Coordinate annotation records
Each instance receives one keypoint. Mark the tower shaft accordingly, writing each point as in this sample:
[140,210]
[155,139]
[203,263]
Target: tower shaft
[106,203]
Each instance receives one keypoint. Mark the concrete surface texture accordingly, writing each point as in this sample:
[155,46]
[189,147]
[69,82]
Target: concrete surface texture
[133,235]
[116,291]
==
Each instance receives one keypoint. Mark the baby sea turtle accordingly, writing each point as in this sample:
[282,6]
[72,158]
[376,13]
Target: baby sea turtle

# STATED TASK
Render the part that opens with the line containing "Each instance receives one keypoint. Mark the baby" and closes with the line containing "Target: baby sea turtle" as a Markdown table with columns headed Row and Line. Put one line per row and number the rows in order.

# COMPLETED EXERCISE
| Row | Line |
|---|---|
| 1 | Each instance receives one keypoint. Mark the baby sea turtle accordingly, writing each point as in this sample: |
| 2 | [282,6] |
| 3 | [72,158] |
| 4 | [376,13] |
| 5 | Target: baby sea turtle |